--- Data records Enclosed Below ---
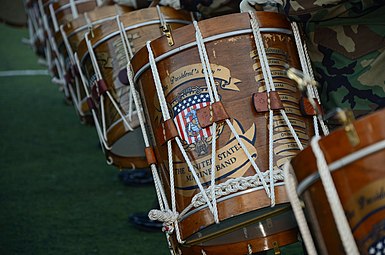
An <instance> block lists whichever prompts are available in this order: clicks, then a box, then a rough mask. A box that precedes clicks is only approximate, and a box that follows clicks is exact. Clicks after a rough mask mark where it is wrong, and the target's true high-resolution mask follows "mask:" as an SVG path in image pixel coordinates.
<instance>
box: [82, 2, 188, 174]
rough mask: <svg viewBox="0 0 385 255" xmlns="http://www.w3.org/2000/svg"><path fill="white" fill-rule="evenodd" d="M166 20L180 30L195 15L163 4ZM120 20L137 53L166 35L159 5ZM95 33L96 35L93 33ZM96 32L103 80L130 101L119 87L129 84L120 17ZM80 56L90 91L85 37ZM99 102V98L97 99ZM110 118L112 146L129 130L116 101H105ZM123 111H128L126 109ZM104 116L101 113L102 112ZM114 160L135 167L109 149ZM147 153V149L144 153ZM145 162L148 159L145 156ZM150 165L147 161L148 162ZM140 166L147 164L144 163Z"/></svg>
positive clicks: (95, 42)
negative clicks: (158, 7) (120, 92)
mask: <svg viewBox="0 0 385 255" xmlns="http://www.w3.org/2000/svg"><path fill="white" fill-rule="evenodd" d="M160 10H161V12H162V13H163V15H164V17H165V19H166V21H168V24H169V25H170V26H171V28H173V29H176V28H178V27H181V26H184V25H186V24H189V23H191V16H190V14H189V13H188V12H185V11H177V10H175V9H173V8H169V7H161V8H160ZM120 20H121V22H122V23H123V26H124V27H125V29H126V33H127V35H128V38H129V40H130V43H131V48H132V50H133V52H134V53H135V52H136V51H137V50H139V49H140V48H141V47H143V46H144V45H145V43H146V41H148V40H152V39H154V38H157V37H159V36H161V35H162V32H161V31H160V28H159V27H160V23H159V17H158V13H157V10H156V8H145V9H141V10H137V11H133V12H129V13H125V14H123V15H121V16H120ZM92 35H93V36H92ZM92 35H91V34H89V39H90V41H91V44H92V45H93V47H94V52H95V55H96V58H97V60H98V64H99V67H100V69H101V72H102V76H103V79H104V80H105V82H106V85H107V87H108V90H109V91H110V92H111V93H112V95H113V96H114V97H115V99H116V101H117V102H118V104H119V103H120V102H121V100H127V99H128V94H126V95H122V96H121V97H119V96H118V91H117V89H116V88H118V87H119V88H122V87H124V86H126V88H128V87H127V86H128V85H122V83H121V82H120V80H119V73H120V72H121V71H122V72H124V73H125V68H126V63H127V62H126V58H125V55H124V48H123V47H122V44H121V37H120V33H119V30H118V26H117V22H116V19H113V20H109V21H106V22H103V23H102V24H99V25H98V26H97V27H95V29H93V31H92ZM78 55H79V59H80V62H81V64H82V66H83V68H84V71H85V75H86V78H87V79H88V81H91V82H90V86H91V88H90V90H92V89H93V88H92V87H93V86H94V83H93V81H94V80H93V79H94V74H95V73H94V69H93V67H92V64H91V59H90V56H89V53H88V49H87V46H86V42H85V40H82V41H81V43H80V44H79V47H78ZM96 101H98V99H96ZM104 106H105V109H106V117H107V120H106V122H107V129H108V130H107V142H108V144H109V146H113V145H114V144H115V143H116V142H118V141H119V140H120V139H121V138H122V137H123V136H124V135H125V134H127V133H128V132H129V131H128V130H127V128H126V127H125V126H124V125H123V122H122V121H121V120H120V116H119V114H118V113H117V111H116V110H115V109H114V108H113V106H112V103H111V102H110V101H109V100H107V101H105V104H104ZM123 112H125V111H124V110H123ZM99 117H100V115H99ZM131 124H132V127H133V128H137V127H138V126H139V121H138V118H137V116H136V115H135V116H134V117H133V121H132V123H131ZM137 135H139V138H138V139H140V140H142V137H141V134H140V133H138V134H137ZM107 153H108V154H109V155H108V156H110V157H112V158H113V159H114V163H113V164H114V165H115V164H118V167H131V165H130V164H128V163H124V161H125V160H124V157H121V156H119V155H116V154H115V155H114V153H112V152H107ZM142 153H143V154H142V155H144V152H142ZM142 159H143V164H144V162H145V159H144V157H142ZM145 166H147V163H145ZM136 167H144V166H143V165H141V166H138V165H136Z"/></svg>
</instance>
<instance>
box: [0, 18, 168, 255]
mask: <svg viewBox="0 0 385 255" xmlns="http://www.w3.org/2000/svg"><path fill="white" fill-rule="evenodd" d="M0 34H1V35H2V36H1V38H2V39H1V41H0V56H1V62H0V71H3V70H16V69H43V68H44V67H42V66H38V65H37V64H36V62H37V58H36V57H35V55H34V54H33V53H32V51H31V49H29V48H28V47H27V46H25V45H22V44H21V43H20V41H21V38H22V37H24V36H27V33H26V31H25V30H20V29H13V28H9V27H6V26H3V25H1V26H0ZM0 89H1V93H0V117H1V118H0V254H1V255H5V254H42V255H43V254H44V255H45V254H55V255H56V254H168V250H167V247H166V242H165V238H164V235H163V234H162V233H145V232H143V231H139V230H136V229H134V228H133V227H132V226H131V224H130V223H129V222H128V216H129V215H130V214H131V213H133V212H136V211H147V210H148V209H150V208H151V206H152V205H153V202H154V201H153V200H154V197H153V194H154V191H153V187H152V186H148V187H139V188H138V187H137V188H133V187H127V186H123V185H122V184H121V183H120V182H119V180H118V178H117V174H118V170H117V169H115V168H113V167H110V166H107V165H106V163H105V161H104V156H103V154H102V152H101V150H100V148H99V145H98V140H97V136H96V131H95V129H94V128H93V127H90V126H84V125H81V124H80V122H79V121H78V118H77V116H76V114H75V111H74V109H73V107H72V106H68V105H65V103H64V97H63V93H61V92H60V91H59V90H58V87H57V86H55V85H53V84H52V83H51V82H50V79H49V77H48V76H33V77H32V76H29V77H8V78H0Z"/></svg>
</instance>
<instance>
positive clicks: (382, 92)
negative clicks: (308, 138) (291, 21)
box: [285, 0, 385, 117]
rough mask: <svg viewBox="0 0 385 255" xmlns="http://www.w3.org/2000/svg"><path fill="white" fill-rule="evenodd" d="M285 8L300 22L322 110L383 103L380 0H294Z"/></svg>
mask: <svg viewBox="0 0 385 255" xmlns="http://www.w3.org/2000/svg"><path fill="white" fill-rule="evenodd" d="M285 12H286V13H287V14H288V15H289V16H290V17H294V18H295V19H297V20H298V21H300V22H301V23H302V24H303V25H304V30H305V33H306V35H307V39H308V43H307V44H308V47H309V54H310V57H311V59H312V62H313V67H314V71H315V73H316V75H317V80H318V81H319V82H320V84H321V89H320V95H321V100H322V104H323V106H324V107H325V110H327V111H329V110H331V109H333V108H335V107H341V108H350V109H353V111H354V113H355V115H356V117H358V116H361V115H364V114H367V113H370V112H372V111H375V110H377V109H380V108H382V107H385V69H384V66H385V1H383V0H382V1H376V0H372V1H370V0H349V1H337V0H318V1H309V0H296V1H290V2H288V3H287V4H286V5H285Z"/></svg>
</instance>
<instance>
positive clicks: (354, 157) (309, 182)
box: [297, 139, 385, 196]
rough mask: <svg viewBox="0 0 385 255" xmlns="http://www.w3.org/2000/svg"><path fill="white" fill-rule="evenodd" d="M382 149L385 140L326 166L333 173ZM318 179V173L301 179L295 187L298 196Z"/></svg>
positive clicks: (384, 139)
mask: <svg viewBox="0 0 385 255" xmlns="http://www.w3.org/2000/svg"><path fill="white" fill-rule="evenodd" d="M383 149H385V139H384V140H382V141H380V142H377V143H375V144H371V145H369V146H366V147H365V148H362V149H360V150H358V151H355V152H353V153H352V154H349V155H347V156H345V157H343V158H340V159H339V160H336V161H334V162H333V163H331V164H329V165H328V168H329V171H330V172H334V171H336V170H339V169H340V168H342V167H344V166H346V165H349V164H351V163H353V162H355V161H357V160H360V159H362V158H363V157H366V156H368V155H370V154H373V153H376V152H378V151H381V150H383ZM319 179H320V175H319V173H318V172H315V173H313V174H311V175H309V176H307V177H306V178H305V179H303V181H301V183H299V184H298V187H297V194H298V196H301V195H302V194H303V193H304V192H305V190H307V188H309V186H310V185H312V184H314V183H315V182H316V181H317V180H319Z"/></svg>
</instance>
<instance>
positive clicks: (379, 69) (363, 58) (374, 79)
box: [311, 45, 385, 117]
mask: <svg viewBox="0 0 385 255" xmlns="http://www.w3.org/2000/svg"><path fill="white" fill-rule="evenodd" d="M318 51H319V53H321V54H323V59H322V61H321V62H314V63H313V64H314V69H315V70H314V71H315V73H316V75H317V78H318V81H319V82H320V85H321V86H320V97H321V102H322V105H323V107H324V109H325V110H326V111H330V110H332V109H333V108H336V107H340V108H347V109H352V110H353V111H354V113H355V116H356V117H359V116H362V115H365V114H368V113H369V112H373V111H375V110H378V109H380V108H383V107H385V68H384V66H385V49H384V48H382V49H380V50H376V51H374V52H371V53H369V54H367V55H365V56H363V57H360V58H358V59H355V60H351V59H347V58H346V57H344V56H343V55H341V54H339V53H337V52H333V51H332V50H331V49H328V48H326V47H323V46H321V45H318ZM311 55H312V54H311Z"/></svg>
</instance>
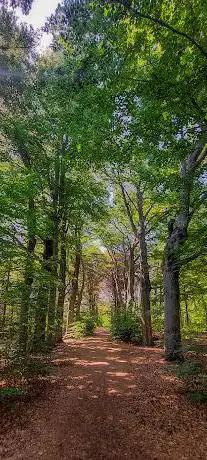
--- End of Enclosed Data records ---
--- Brief ---
Transcribe, from the records above, the first line and every line after it up to and including the line with "box: [82, 2, 188, 174]"; omit pictures.

--- Task result ---
An <instance> block lists whichever prompts are available in this order: clicks, then a box, then a rough mask. A box that precedes clicks is only approximate, and a box that follows clicks is exact. Clicks after a rough mask mark where it is wrong, and the target's true high-resolution mask follows "mask:" as an SVG path in image pixel coordinates.
<instance>
box: [82, 2, 188, 174]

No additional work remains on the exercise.